Return every line of the entries below that contains the string "wheel", treating uppercase and lowercase letters as different.

▶ RECORDS:
╔══

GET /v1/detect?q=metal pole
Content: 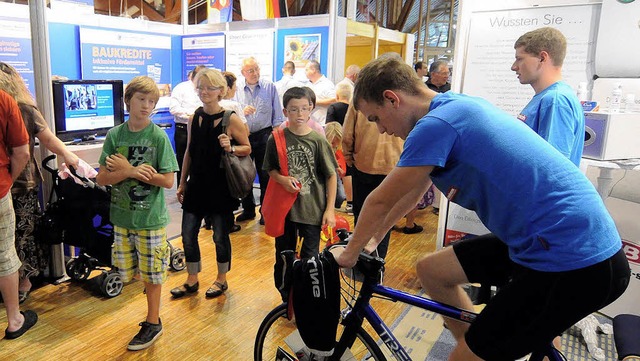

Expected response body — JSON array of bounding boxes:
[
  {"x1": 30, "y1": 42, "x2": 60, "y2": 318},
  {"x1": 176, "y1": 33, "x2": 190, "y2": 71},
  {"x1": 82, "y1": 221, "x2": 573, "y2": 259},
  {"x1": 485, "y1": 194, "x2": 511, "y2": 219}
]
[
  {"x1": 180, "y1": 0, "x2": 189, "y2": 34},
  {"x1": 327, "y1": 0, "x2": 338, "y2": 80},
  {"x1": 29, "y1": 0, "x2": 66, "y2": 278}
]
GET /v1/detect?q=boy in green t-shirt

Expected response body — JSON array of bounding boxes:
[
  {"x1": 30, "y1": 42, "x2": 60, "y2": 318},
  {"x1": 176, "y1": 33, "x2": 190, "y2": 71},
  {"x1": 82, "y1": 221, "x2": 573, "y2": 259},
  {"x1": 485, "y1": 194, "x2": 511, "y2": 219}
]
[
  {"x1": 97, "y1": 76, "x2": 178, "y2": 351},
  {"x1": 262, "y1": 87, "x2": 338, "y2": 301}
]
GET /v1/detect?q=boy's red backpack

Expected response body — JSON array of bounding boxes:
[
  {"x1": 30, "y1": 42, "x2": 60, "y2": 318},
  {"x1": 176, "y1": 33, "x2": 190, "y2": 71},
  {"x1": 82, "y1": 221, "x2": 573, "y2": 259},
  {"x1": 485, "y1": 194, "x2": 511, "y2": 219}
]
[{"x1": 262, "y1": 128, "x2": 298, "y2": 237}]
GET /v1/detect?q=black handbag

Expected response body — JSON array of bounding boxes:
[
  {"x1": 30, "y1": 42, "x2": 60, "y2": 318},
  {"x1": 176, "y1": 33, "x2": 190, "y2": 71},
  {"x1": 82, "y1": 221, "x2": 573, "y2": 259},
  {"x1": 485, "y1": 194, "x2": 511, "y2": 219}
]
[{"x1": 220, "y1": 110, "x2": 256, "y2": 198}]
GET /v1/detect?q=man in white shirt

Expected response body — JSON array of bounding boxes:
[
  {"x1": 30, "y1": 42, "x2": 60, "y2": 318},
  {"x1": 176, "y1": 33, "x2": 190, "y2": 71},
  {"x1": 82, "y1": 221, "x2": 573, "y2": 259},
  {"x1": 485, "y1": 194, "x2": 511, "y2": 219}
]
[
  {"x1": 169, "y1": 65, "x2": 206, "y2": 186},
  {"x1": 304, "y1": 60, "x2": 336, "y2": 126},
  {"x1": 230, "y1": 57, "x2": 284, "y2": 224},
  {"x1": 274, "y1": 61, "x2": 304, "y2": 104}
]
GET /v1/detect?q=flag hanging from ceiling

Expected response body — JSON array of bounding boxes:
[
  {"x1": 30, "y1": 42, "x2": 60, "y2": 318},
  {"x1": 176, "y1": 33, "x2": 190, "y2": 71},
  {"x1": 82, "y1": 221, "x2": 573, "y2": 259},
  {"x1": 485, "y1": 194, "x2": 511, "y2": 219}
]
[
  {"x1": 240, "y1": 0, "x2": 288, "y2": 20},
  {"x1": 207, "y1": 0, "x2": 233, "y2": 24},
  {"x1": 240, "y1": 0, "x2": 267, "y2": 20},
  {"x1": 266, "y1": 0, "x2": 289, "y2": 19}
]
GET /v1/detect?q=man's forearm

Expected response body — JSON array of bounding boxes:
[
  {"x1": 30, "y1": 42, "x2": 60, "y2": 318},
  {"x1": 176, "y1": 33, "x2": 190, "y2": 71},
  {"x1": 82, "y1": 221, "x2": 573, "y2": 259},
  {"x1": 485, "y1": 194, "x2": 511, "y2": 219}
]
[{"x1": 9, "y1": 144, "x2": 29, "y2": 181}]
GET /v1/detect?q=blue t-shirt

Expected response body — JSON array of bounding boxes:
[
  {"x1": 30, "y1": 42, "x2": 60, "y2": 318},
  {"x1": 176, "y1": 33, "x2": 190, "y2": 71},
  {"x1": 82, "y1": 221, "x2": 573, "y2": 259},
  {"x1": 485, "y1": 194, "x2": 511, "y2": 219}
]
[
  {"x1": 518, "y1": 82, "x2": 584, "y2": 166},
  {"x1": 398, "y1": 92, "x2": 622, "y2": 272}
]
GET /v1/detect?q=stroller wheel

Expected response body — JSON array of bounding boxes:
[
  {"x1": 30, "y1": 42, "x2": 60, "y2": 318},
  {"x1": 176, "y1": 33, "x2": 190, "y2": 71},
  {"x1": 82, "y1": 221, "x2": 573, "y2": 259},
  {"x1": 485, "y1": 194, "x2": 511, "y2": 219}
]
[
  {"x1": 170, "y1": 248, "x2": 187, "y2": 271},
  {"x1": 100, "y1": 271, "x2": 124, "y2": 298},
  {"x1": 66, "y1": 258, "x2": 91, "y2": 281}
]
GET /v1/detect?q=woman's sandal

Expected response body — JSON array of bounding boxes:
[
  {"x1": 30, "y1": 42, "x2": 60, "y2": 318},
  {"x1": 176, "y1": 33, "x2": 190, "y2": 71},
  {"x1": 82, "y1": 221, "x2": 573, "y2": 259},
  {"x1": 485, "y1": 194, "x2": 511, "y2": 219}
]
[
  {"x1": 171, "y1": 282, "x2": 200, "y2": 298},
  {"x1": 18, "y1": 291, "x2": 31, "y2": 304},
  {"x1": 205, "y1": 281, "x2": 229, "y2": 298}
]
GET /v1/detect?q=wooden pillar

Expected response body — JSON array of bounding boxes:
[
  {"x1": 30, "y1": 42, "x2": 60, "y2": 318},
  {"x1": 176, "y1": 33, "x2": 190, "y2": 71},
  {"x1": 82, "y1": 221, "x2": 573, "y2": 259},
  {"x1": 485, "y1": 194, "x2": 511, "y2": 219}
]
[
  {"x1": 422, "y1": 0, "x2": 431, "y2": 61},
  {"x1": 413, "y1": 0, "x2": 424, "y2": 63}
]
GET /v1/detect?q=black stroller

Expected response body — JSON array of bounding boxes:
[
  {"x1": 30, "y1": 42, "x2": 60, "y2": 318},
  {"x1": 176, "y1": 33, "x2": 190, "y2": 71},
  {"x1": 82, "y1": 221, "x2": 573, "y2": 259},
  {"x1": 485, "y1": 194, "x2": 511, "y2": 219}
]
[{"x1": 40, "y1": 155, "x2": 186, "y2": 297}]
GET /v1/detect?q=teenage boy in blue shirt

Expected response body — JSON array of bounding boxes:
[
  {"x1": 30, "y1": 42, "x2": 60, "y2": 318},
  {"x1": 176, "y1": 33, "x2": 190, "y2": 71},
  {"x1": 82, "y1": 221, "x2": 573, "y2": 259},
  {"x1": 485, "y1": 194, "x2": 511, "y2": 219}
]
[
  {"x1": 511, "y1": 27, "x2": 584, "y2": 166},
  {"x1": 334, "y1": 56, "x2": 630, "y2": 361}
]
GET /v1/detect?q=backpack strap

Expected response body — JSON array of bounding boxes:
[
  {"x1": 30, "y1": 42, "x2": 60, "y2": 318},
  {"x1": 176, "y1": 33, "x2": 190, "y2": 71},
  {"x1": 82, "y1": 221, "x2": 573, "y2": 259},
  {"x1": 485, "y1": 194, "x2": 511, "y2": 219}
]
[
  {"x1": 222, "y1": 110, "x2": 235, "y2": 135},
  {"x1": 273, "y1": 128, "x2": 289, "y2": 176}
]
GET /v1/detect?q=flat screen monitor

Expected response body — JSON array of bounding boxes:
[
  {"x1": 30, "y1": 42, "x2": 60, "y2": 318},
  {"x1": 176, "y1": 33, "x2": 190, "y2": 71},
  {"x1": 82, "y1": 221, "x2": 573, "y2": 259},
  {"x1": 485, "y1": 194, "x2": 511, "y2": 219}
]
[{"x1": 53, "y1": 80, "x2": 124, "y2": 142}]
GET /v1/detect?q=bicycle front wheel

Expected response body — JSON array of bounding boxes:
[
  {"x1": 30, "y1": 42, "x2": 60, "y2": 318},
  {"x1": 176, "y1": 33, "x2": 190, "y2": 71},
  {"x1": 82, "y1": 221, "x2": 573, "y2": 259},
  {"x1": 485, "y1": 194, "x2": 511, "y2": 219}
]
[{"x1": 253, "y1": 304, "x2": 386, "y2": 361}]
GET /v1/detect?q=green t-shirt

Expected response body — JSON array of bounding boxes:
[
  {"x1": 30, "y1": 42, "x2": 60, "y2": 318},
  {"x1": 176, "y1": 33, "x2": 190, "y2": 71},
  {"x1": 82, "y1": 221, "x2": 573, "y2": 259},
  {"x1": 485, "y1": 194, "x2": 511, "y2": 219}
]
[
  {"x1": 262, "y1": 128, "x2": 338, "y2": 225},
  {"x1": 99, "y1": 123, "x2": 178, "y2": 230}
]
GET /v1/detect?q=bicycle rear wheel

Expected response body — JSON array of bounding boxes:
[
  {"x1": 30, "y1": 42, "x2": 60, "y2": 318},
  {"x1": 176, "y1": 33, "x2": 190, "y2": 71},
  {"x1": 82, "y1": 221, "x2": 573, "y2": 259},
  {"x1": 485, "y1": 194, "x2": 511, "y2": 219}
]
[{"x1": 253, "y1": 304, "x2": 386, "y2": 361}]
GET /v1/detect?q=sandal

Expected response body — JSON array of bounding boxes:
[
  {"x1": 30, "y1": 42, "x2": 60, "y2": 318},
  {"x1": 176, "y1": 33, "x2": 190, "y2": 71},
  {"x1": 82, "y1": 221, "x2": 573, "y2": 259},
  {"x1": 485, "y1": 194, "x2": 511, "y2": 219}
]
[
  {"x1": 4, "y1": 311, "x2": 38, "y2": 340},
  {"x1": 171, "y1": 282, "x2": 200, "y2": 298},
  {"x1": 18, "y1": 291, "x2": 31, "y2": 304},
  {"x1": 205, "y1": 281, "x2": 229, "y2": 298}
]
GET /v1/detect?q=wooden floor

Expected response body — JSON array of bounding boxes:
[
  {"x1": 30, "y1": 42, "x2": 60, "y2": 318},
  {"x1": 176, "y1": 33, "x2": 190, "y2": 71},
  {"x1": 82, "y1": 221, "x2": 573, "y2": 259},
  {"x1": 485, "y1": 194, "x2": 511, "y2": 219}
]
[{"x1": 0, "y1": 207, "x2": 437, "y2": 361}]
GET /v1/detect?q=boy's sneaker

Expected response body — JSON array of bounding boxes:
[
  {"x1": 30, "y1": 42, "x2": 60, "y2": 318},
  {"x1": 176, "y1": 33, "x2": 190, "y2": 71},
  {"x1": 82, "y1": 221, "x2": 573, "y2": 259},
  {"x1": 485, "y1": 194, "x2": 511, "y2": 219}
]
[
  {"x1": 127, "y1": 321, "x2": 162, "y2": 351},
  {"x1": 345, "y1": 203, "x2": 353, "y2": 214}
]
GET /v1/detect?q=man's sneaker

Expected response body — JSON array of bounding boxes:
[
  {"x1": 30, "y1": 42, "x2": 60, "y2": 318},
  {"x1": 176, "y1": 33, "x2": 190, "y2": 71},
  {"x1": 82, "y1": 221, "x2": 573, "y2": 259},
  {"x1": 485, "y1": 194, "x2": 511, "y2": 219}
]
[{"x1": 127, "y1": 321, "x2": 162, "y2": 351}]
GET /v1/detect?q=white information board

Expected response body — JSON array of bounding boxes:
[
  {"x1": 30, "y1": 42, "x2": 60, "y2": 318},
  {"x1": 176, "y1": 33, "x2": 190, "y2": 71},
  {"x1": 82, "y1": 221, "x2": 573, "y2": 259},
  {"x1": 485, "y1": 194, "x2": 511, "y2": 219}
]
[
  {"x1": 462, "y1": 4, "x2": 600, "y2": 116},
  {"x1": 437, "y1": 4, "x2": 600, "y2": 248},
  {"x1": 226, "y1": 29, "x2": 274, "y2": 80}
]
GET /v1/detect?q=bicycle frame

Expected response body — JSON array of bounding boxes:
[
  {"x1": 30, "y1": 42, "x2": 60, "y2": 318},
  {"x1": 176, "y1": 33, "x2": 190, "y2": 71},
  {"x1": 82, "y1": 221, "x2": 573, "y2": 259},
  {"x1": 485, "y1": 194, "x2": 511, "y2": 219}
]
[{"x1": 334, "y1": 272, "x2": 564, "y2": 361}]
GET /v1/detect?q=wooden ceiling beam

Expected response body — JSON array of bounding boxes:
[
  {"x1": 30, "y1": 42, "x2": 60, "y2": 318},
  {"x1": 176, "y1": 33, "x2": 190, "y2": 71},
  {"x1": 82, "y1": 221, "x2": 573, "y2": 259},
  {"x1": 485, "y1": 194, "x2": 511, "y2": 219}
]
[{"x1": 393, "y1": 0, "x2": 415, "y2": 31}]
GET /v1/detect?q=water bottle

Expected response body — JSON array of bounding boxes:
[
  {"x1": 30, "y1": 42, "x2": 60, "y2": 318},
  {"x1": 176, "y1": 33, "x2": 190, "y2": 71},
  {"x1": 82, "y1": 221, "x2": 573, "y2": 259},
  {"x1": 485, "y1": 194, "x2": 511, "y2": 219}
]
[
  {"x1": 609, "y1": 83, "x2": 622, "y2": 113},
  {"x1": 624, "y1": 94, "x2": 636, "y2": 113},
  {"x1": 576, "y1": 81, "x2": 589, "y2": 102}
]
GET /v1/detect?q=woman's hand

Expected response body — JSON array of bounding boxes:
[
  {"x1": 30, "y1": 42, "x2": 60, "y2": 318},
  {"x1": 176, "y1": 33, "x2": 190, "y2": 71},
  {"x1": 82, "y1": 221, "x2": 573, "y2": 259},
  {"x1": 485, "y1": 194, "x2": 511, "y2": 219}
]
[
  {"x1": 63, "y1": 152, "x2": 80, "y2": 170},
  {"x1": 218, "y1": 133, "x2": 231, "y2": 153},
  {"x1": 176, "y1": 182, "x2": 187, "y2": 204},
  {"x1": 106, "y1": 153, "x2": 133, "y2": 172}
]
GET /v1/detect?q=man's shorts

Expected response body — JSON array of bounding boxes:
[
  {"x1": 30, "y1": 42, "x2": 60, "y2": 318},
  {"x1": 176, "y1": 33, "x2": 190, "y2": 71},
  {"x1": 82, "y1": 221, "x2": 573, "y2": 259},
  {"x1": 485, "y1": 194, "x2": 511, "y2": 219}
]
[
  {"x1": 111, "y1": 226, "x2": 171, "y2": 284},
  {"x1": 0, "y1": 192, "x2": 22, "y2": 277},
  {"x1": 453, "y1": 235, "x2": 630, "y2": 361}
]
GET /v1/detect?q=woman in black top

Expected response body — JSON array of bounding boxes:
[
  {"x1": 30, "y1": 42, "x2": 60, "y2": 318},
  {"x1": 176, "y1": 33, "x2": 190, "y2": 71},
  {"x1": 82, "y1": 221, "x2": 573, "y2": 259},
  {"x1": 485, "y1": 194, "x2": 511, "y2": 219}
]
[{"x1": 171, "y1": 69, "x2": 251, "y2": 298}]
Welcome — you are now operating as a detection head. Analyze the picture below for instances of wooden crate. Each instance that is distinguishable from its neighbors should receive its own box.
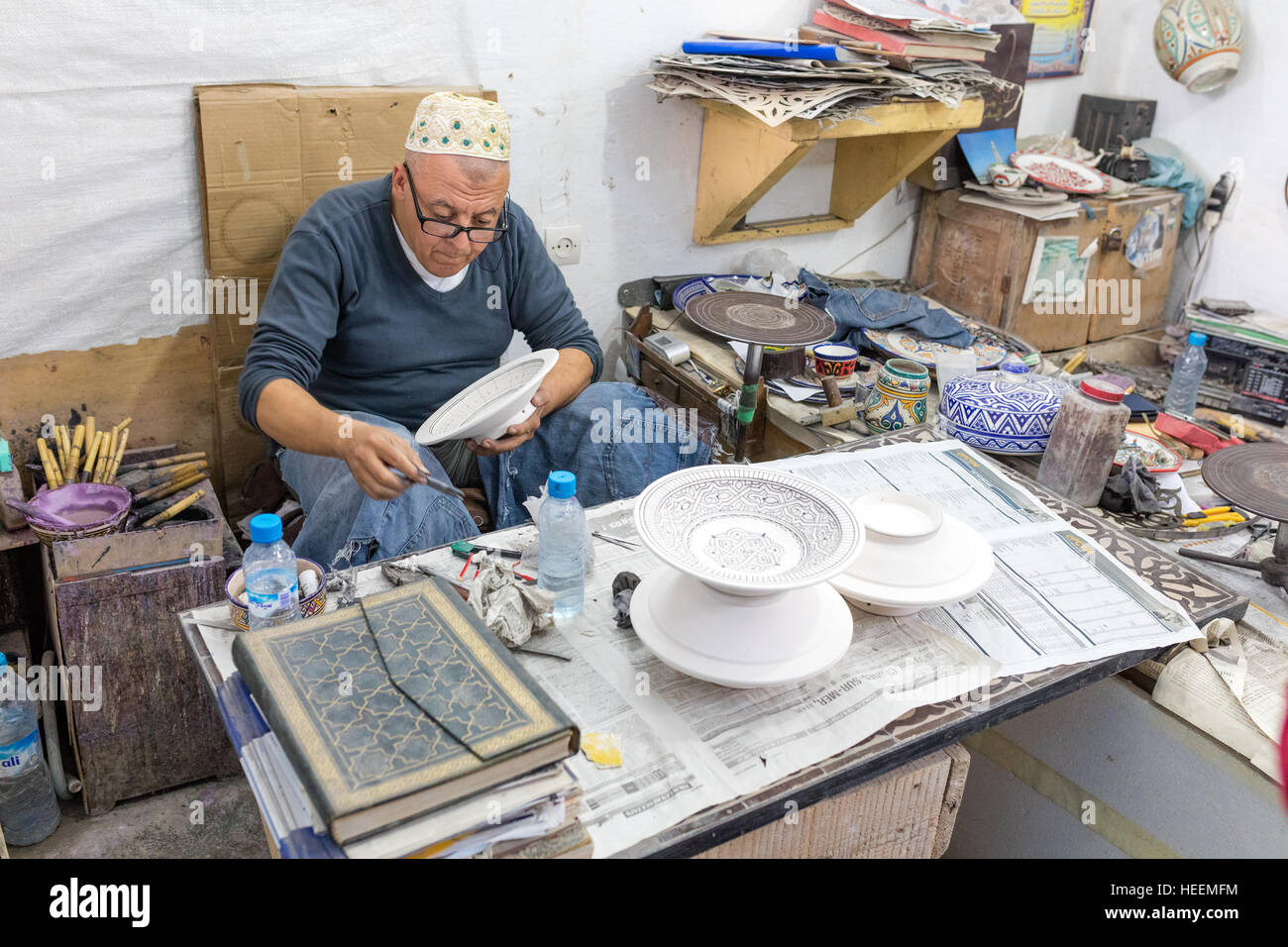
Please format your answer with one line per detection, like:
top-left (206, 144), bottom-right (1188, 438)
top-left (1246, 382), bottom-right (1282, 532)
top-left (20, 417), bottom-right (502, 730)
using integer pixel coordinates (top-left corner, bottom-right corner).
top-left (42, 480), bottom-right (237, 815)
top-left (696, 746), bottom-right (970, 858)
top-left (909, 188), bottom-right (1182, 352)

╚══

▶ TASK OUTPUT:
GET /v1/detect?q=stroller wheel
GET /v1/detect?q=bicycle front wheel
GET /v1/detect?q=bicycle rear wheel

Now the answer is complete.